Your assignment:
From the entries that follow, pick out all lines holding "tree".

Listed records:

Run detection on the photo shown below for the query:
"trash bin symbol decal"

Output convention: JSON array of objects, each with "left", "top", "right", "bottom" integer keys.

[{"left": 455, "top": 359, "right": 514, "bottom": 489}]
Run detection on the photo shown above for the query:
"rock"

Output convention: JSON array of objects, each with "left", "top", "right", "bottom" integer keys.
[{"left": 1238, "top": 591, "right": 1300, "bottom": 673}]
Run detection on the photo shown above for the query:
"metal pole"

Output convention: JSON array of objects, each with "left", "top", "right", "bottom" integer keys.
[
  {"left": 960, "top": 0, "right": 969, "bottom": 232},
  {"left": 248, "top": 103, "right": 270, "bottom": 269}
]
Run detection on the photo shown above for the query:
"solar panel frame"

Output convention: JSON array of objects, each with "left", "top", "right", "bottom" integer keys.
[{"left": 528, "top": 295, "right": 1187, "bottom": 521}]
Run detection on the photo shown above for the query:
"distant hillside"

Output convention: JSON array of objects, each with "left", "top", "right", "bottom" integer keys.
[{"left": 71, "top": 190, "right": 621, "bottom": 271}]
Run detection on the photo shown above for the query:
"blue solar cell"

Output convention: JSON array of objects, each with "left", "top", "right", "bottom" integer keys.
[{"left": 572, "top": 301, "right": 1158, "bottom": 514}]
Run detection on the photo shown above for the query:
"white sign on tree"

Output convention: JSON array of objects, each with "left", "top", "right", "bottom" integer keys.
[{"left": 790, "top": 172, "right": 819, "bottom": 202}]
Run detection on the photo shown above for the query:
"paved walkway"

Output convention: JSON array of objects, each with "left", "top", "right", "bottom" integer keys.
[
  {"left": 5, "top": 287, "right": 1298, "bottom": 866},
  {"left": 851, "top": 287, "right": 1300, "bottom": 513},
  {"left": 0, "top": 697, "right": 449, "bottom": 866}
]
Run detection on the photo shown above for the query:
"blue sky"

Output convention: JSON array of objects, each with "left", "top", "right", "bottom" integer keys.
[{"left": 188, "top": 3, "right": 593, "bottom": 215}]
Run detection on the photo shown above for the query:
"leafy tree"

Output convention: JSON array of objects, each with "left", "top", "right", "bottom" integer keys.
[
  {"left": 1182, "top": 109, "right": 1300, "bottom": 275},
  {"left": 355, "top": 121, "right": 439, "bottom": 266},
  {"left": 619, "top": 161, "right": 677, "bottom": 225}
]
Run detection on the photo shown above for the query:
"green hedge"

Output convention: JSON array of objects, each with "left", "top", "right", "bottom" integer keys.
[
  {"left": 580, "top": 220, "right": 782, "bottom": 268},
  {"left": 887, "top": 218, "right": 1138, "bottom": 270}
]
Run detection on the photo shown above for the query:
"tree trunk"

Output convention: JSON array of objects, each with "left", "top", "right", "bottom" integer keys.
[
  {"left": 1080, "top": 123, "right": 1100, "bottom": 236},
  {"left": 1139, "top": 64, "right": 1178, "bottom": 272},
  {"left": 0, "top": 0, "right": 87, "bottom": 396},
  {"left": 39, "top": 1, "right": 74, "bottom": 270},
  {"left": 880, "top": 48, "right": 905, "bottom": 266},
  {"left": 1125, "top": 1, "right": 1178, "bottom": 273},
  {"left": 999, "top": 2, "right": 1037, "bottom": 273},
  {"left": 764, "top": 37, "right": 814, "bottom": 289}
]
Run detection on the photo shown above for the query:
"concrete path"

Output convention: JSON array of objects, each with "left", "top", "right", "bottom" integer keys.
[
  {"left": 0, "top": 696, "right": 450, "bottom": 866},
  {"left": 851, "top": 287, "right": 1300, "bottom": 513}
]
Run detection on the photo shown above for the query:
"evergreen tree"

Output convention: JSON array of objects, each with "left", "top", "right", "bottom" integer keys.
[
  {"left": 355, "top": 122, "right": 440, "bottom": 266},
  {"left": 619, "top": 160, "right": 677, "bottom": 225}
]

Exercise solution:
"white sign on tree"
"leafy tree"
"tree trunk"
"evergreen tree"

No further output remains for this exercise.